Problem details: Can you copy the material again from the line containing "Point to the blue latex" through the end of the material, replacing "broom head" with "brush head" and leaving everything else unchanged?

Items listed in a dataset:
____
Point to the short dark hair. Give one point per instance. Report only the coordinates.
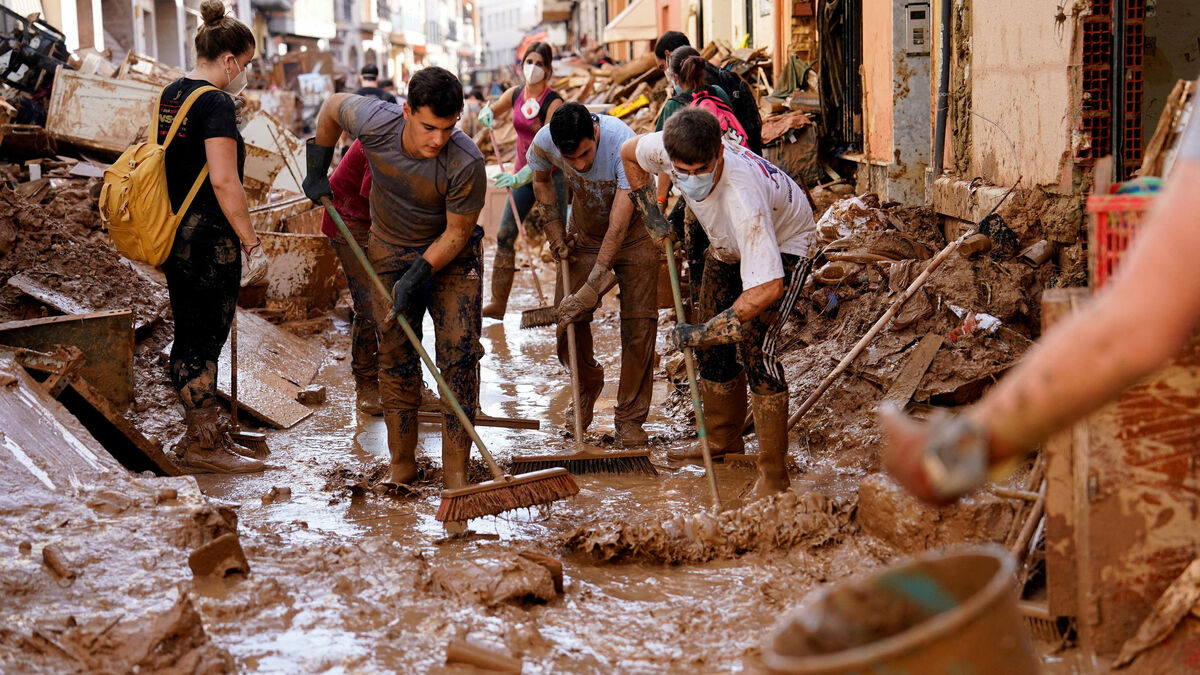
(670, 41)
(570, 125)
(438, 89)
(693, 136)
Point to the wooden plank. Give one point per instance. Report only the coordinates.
(904, 386)
(42, 446)
(106, 340)
(425, 417)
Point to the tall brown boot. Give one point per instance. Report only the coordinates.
(771, 426)
(725, 416)
(203, 448)
(401, 446)
(503, 270)
(455, 452)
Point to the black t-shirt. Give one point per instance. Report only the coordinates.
(211, 115)
(375, 91)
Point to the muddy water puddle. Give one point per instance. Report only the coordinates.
(343, 583)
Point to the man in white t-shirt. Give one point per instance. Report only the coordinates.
(761, 231)
(605, 245)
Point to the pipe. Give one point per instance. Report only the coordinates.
(943, 88)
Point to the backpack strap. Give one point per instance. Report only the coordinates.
(183, 111)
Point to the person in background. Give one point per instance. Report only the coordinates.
(532, 106)
(1132, 328)
(215, 250)
(370, 81)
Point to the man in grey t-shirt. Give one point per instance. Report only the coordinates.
(607, 245)
(427, 190)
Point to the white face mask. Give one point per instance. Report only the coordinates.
(695, 186)
(534, 73)
(235, 85)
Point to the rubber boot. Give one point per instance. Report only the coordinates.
(771, 426)
(454, 458)
(401, 446)
(630, 435)
(503, 270)
(204, 447)
(725, 417)
(367, 394)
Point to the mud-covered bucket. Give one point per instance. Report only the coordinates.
(945, 611)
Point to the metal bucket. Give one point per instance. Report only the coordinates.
(943, 611)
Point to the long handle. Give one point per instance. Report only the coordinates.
(879, 326)
(516, 216)
(573, 357)
(233, 369)
(447, 394)
(689, 359)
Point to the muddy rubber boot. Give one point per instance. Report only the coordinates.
(503, 270)
(725, 417)
(203, 448)
(401, 446)
(771, 426)
(455, 453)
(630, 435)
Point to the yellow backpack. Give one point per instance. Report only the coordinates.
(135, 204)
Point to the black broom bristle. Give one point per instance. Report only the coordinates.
(588, 463)
(503, 494)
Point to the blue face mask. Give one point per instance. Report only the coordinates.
(695, 186)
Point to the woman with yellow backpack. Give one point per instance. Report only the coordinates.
(215, 249)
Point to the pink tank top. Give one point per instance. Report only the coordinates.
(528, 127)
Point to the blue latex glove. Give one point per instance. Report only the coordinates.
(513, 180)
(485, 117)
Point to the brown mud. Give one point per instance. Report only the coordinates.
(346, 575)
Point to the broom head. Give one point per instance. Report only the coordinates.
(504, 494)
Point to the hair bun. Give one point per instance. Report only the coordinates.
(213, 12)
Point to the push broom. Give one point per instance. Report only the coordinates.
(586, 459)
(502, 493)
(690, 362)
(543, 315)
____
Exercise result:
Point to the blue latex glove. Give one point per instance. Report only the coordinates.
(513, 180)
(485, 117)
Point to the brown mud. Give one point per instance. Report only the coordinates.
(346, 575)
Point to the brush head. Give one point per instance. Report only the coordinates.
(504, 494)
Point to the hair bun. Give one point per instance. Report only the coordinates.
(213, 12)
Point to the push broom. Give one point per instance. Report only the coordinates.
(586, 459)
(502, 493)
(690, 362)
(543, 315)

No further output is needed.